### Data records ###

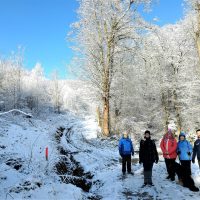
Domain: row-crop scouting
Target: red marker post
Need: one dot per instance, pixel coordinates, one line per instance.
(46, 153)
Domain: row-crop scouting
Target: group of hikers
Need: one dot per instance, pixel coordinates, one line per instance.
(171, 149)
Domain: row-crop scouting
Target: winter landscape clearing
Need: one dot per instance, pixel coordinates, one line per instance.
(25, 173)
(80, 80)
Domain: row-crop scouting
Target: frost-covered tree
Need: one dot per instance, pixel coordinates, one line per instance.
(104, 34)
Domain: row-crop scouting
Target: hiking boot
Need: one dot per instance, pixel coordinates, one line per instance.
(168, 177)
(145, 184)
(151, 184)
(172, 178)
(194, 189)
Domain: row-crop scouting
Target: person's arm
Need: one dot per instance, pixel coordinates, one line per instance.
(178, 149)
(190, 148)
(132, 149)
(194, 152)
(120, 147)
(173, 148)
(155, 152)
(141, 152)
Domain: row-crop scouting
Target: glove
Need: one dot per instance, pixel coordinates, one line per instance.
(156, 161)
(189, 154)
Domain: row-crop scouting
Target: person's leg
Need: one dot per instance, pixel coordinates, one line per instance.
(150, 174)
(186, 167)
(167, 166)
(172, 169)
(145, 173)
(123, 164)
(129, 163)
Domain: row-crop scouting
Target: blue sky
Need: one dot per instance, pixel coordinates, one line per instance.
(41, 26)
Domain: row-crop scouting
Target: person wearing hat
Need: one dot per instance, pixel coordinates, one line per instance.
(184, 151)
(148, 155)
(168, 146)
(125, 151)
(196, 149)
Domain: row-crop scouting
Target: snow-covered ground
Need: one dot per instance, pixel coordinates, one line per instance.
(25, 173)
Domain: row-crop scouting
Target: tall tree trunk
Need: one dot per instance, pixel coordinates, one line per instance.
(98, 117)
(198, 31)
(165, 109)
(177, 110)
(106, 125)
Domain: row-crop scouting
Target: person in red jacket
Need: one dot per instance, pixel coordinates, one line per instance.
(168, 145)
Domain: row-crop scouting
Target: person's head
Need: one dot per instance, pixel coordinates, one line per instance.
(198, 133)
(125, 134)
(169, 131)
(182, 136)
(147, 134)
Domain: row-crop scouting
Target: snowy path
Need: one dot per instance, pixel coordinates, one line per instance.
(25, 174)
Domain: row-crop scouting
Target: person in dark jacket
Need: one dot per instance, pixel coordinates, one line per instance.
(196, 149)
(148, 155)
(184, 178)
(184, 151)
(168, 146)
(125, 151)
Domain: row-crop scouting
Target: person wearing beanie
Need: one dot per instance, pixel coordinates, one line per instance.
(196, 149)
(125, 151)
(168, 146)
(148, 155)
(184, 151)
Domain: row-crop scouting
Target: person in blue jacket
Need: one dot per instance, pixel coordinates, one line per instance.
(125, 151)
(196, 149)
(184, 151)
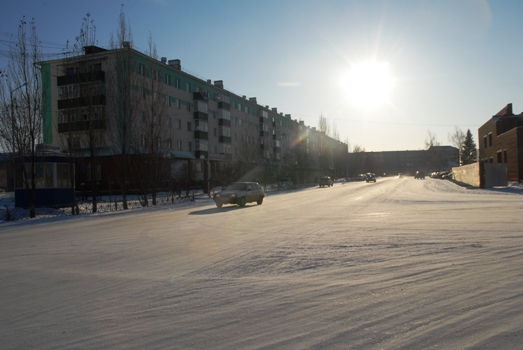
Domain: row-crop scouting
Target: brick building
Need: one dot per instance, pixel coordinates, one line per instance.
(501, 141)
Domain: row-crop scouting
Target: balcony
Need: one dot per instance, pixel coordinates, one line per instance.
(200, 96)
(201, 116)
(224, 122)
(202, 135)
(225, 139)
(200, 153)
(84, 125)
(80, 78)
(86, 101)
(224, 105)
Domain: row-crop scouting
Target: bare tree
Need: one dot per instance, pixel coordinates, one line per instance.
(323, 125)
(153, 136)
(457, 139)
(21, 93)
(357, 148)
(431, 140)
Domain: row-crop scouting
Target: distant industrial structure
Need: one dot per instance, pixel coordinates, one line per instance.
(436, 158)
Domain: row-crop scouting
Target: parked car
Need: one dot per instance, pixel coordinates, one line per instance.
(419, 175)
(360, 177)
(240, 193)
(325, 181)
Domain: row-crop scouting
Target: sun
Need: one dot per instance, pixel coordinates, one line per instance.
(368, 84)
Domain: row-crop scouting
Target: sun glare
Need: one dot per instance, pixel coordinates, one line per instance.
(368, 84)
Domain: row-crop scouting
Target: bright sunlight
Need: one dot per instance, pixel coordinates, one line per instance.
(368, 84)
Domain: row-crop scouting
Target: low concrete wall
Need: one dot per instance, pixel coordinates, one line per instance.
(468, 174)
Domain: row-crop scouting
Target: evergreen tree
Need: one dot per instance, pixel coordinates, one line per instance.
(469, 153)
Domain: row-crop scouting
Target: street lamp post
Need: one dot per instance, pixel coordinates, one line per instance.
(13, 115)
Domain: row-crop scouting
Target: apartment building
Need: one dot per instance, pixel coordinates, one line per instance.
(501, 141)
(105, 104)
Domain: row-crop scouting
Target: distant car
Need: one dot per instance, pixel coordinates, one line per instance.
(240, 193)
(419, 175)
(370, 177)
(361, 177)
(325, 181)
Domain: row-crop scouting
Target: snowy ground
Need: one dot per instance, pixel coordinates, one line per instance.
(399, 264)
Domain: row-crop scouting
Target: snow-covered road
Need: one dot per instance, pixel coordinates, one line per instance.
(397, 264)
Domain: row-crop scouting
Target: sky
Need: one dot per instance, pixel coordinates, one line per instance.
(383, 73)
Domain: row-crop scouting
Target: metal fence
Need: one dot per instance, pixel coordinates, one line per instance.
(8, 213)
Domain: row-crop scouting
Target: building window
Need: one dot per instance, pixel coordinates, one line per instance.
(201, 126)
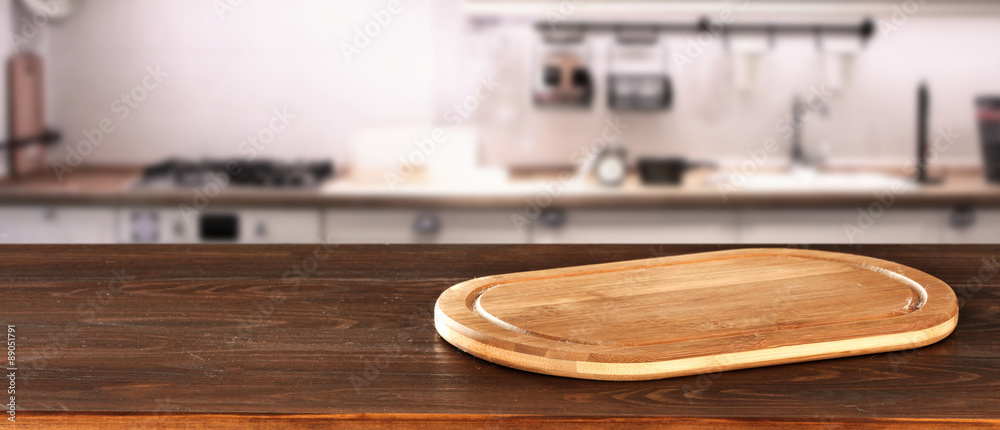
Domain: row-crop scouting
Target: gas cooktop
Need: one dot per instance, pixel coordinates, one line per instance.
(176, 173)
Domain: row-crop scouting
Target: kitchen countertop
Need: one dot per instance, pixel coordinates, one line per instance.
(322, 336)
(116, 186)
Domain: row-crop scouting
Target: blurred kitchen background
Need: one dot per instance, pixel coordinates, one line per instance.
(497, 121)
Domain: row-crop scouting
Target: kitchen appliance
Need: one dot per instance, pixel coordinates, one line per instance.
(176, 173)
(564, 77)
(988, 113)
(611, 166)
(699, 313)
(637, 73)
(666, 171)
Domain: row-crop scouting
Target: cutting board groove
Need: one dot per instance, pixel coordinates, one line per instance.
(700, 313)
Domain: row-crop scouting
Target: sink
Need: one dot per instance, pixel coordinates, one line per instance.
(811, 180)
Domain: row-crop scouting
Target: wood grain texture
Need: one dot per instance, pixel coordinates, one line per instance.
(314, 334)
(702, 313)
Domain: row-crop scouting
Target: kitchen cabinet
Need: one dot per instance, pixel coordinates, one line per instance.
(841, 226)
(238, 225)
(637, 226)
(422, 226)
(57, 224)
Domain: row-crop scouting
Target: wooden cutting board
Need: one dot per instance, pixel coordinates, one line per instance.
(699, 313)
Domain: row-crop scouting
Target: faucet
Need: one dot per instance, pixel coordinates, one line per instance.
(800, 112)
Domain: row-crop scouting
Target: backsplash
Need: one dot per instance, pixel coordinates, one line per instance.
(226, 71)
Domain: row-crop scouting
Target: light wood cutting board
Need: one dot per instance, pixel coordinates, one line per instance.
(699, 313)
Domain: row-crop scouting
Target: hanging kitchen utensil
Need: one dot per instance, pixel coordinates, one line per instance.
(638, 77)
(564, 77)
(698, 313)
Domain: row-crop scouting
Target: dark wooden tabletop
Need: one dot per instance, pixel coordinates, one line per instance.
(321, 335)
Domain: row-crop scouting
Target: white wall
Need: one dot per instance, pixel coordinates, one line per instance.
(226, 75)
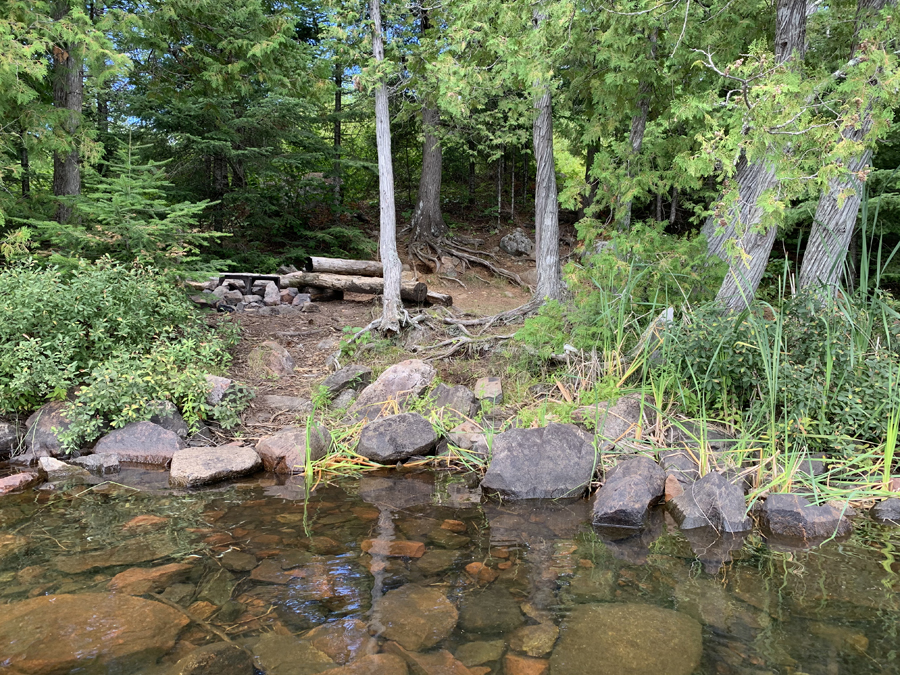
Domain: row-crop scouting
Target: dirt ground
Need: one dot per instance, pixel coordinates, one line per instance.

###

Goal:
Pull every line from the material above that contains the string "distant", treating uppercase and lowercase as distinct.

Solution:
Target: distant industrial structure
Target: distant car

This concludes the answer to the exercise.